**** Supplied material
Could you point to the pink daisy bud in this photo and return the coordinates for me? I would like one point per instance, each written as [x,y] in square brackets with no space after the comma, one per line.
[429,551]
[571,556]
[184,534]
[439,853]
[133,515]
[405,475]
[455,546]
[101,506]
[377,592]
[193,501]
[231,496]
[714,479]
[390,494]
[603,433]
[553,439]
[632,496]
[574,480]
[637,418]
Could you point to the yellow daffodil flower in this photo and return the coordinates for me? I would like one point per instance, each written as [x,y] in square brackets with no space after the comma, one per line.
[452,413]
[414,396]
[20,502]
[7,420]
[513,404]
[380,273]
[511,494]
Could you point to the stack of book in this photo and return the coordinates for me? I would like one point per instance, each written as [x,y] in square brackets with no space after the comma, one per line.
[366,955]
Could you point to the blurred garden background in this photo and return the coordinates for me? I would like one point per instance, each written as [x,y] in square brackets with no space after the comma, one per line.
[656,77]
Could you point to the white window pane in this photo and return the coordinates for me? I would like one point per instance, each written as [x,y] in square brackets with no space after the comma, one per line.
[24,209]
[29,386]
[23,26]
********
The task
Give back all the data exactly as written.

Output below
Could you point to the pink daisy bud in this photo and return the coordinates for me? I would like one point per instance, each written as [x,y] in square brackets with no space after the comma, one per line.
[429,551]
[571,556]
[184,534]
[439,853]
[133,515]
[405,475]
[455,546]
[101,506]
[377,592]
[193,501]
[231,496]
[714,479]
[390,494]
[603,433]
[553,439]
[632,496]
[574,480]
[637,418]
Could you point to the yellow daffodil flower in this photo and return the coordinates for me? I would like one point per instance, each written as [x,y] in square brackets with no space after the comma, one per line.
[452,413]
[414,396]
[20,502]
[7,420]
[513,404]
[380,273]
[511,494]
Could you point to the stack of book in this photo and return the coordinates for me? I would like one point per instance, each written as [x,y] in square brackets with no space after the comma, one per line.
[366,955]
Could you point to the blurred garden background in this photo and return the coordinates for me? I would like one point per instance, each written as [x,y] in square brackets with no space after the comma, one per line.
[656,77]
Could you point to the white window pane in this photo and return the coordinates for me? I would like one point per instance, each written as [x,y] in square brackets with no space after the comma, one per line.
[24,209]
[29,386]
[23,26]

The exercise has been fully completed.